EXERCISE — An exact copy of every record is the required answer.

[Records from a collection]
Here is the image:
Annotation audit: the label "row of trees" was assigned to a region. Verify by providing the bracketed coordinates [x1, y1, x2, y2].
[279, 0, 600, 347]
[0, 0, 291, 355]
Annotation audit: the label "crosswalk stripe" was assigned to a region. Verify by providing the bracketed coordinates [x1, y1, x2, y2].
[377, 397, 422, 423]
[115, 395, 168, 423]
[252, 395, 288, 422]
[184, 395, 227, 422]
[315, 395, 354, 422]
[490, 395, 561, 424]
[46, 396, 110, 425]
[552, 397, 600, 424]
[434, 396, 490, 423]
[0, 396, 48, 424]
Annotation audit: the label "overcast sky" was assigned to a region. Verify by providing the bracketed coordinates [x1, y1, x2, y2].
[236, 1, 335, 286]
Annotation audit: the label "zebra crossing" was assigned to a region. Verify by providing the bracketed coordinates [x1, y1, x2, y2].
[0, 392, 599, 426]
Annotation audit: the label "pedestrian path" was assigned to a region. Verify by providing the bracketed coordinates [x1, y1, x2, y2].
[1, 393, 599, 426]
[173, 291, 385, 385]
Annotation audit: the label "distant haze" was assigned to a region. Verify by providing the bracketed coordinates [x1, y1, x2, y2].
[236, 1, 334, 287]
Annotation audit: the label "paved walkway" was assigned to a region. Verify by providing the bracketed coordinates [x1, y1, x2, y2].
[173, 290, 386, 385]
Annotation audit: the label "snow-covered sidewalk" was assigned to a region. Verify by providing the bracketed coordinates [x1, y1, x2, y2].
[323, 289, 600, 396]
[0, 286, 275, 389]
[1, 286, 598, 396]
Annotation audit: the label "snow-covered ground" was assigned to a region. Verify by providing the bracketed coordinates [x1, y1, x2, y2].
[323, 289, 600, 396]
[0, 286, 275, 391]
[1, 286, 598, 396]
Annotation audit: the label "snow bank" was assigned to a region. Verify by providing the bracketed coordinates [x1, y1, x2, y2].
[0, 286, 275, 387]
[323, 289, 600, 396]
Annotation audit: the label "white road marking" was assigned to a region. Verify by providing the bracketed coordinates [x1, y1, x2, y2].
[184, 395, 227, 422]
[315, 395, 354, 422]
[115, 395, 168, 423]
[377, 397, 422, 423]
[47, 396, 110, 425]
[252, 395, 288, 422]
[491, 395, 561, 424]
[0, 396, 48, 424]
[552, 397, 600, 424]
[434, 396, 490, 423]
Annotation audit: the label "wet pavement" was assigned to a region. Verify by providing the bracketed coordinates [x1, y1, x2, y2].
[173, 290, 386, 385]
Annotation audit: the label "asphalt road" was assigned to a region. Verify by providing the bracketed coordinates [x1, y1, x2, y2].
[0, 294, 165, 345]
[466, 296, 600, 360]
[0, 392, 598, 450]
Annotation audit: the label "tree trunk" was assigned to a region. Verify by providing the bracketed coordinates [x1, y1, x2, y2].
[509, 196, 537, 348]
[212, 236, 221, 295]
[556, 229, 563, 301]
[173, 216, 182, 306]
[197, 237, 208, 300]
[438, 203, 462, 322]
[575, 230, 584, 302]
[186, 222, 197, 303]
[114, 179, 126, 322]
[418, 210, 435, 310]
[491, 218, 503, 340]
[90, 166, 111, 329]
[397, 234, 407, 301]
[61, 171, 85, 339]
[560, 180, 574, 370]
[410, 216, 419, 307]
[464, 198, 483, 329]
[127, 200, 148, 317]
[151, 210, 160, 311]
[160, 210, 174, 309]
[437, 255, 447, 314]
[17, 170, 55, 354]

COMPLETED EXERCISE —
Here is the image:
Annotation audit: the label "row of trees" was assigned to a region. Verify by providing the bracketed coordinates [x1, y1, x2, y2].
[279, 0, 600, 347]
[0, 0, 291, 355]
Annotation audit: the label "crosswalk stripe" was assigned to a region. Verify by providing the bracketed coordinates [x1, y1, x2, y2].
[377, 397, 422, 423]
[115, 395, 168, 423]
[252, 395, 288, 422]
[184, 395, 227, 422]
[315, 395, 354, 422]
[490, 395, 561, 424]
[46, 396, 110, 425]
[552, 397, 600, 424]
[434, 396, 490, 423]
[0, 396, 48, 424]
Annotation audit: the label "overcast sky" was assigned to a region. Verify by providing the bracketed coordinates [x1, y1, x2, y2].
[236, 1, 335, 286]
Annotation audit: the label "zebra crossing" was assigned to a region. Verify by providing the bracketed coordinates [x1, y1, x2, y2].
[0, 392, 599, 426]
Annotation audit: the label "pedestrian path" was assigned to a region. Verify by providing the bracketed coordinates [x1, y1, x2, y2].
[1, 393, 599, 426]
[173, 291, 385, 385]
Annotation audit: the label "distant haze" was assigned to a region. Verify by providing the bracketed coordinates [x1, y1, x2, y2].
[236, 1, 334, 287]
Annotation audit: the label "paved walkway" was assigned to a region. Verify by providing the bracketed coordinates [x1, y1, x2, y2].
[173, 290, 386, 385]
Annotation audit: the label "snow-covered sidewalk" was assigned to a region. Verify by providing the bracketed coordinates [x1, y1, x2, y2].
[323, 289, 600, 396]
[0, 286, 275, 389]
[1, 286, 598, 396]
Annotation audit: the label "snow-covered ground" was assigned to a region. Verify by providing the bracketed coordinates [x1, y1, x2, y2].
[323, 289, 600, 396]
[0, 286, 275, 391]
[1, 286, 598, 396]
Annotation audit: the label "snow bank" was assigned to a region. Verify by providing the bracketed coordinates [x1, y1, x2, y2].
[0, 286, 275, 387]
[323, 289, 600, 396]
Annotation audit: the label "white road marking" was assigned to a region. Verify by providing the bracketed coordinates [x1, y1, x2, y2].
[184, 395, 227, 422]
[315, 395, 354, 422]
[115, 395, 168, 423]
[377, 397, 422, 423]
[47, 396, 110, 425]
[252, 395, 288, 422]
[491, 395, 561, 424]
[0, 396, 48, 424]
[552, 397, 600, 424]
[434, 396, 490, 423]
Annotation audit: the label "wet pavement" was assigned to a region. Verify by providing the bracketed coordinates [x1, y1, x2, y2].
[173, 290, 386, 385]
Annotation audit: the label "asphalt road" was assigned to a region. Verify by providing the bracketed coordinates [x1, y1, x2, y2].
[0, 294, 165, 345]
[466, 296, 600, 360]
[0, 392, 598, 450]
Annotation audit: the label "tree trunk" was assigned to a region. Verify by providing the bracketed coordinates [x1, y1, x2, y2].
[509, 196, 537, 348]
[212, 236, 221, 295]
[556, 229, 563, 301]
[173, 216, 182, 306]
[197, 237, 208, 300]
[438, 203, 462, 322]
[575, 230, 584, 302]
[186, 222, 197, 303]
[114, 179, 126, 322]
[418, 210, 435, 310]
[491, 218, 503, 340]
[90, 166, 111, 329]
[397, 234, 407, 301]
[61, 171, 85, 339]
[560, 180, 574, 370]
[410, 216, 419, 307]
[464, 198, 483, 329]
[127, 200, 148, 317]
[151, 210, 160, 311]
[160, 210, 174, 309]
[437, 255, 447, 314]
[17, 170, 55, 354]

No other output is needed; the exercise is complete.